**Task details:** Report each line of the material below that contains the string "stone", copying every such line in full. Treat the match as case-sensitive.

**Excerpted records:**
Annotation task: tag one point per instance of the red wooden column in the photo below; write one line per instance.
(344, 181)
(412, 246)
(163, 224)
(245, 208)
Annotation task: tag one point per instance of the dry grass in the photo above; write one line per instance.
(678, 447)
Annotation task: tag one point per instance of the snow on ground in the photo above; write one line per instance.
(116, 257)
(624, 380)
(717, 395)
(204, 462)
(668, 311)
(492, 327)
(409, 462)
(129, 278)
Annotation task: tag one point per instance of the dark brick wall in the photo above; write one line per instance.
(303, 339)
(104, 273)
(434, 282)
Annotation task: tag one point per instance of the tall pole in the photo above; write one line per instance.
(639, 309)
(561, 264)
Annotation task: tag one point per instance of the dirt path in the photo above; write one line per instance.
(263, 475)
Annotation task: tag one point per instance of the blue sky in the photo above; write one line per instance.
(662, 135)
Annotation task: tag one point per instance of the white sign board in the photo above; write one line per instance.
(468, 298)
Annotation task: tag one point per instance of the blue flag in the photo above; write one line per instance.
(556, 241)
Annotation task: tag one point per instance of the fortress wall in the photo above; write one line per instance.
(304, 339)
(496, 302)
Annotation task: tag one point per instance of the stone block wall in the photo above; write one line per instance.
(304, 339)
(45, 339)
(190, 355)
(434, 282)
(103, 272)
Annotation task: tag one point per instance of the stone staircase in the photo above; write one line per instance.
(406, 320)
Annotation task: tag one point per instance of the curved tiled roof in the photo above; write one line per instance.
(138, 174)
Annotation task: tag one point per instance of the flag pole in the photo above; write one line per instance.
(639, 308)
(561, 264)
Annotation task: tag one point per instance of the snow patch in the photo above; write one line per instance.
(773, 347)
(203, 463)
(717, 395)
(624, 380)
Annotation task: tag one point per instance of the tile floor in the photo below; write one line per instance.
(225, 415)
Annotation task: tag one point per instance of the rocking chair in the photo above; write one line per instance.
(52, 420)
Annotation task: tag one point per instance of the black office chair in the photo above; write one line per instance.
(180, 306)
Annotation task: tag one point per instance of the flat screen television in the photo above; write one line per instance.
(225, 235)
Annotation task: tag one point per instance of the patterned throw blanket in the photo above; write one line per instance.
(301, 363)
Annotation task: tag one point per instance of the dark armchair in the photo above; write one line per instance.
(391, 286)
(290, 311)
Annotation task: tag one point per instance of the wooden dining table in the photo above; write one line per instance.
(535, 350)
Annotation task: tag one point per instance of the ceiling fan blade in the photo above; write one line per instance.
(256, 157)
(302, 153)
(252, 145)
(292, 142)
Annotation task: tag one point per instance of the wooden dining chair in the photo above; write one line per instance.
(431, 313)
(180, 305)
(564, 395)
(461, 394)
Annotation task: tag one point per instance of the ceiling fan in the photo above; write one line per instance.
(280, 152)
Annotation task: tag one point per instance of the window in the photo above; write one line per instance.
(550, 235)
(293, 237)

--

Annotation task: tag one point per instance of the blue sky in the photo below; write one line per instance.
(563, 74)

**Exercise answer:**
Annotation task: tag one point per instance of the stone block wall in the photo above; write one line per instance.
Annotation task: tag one point per instance of the stone staircase in the photo above; write one line per instance.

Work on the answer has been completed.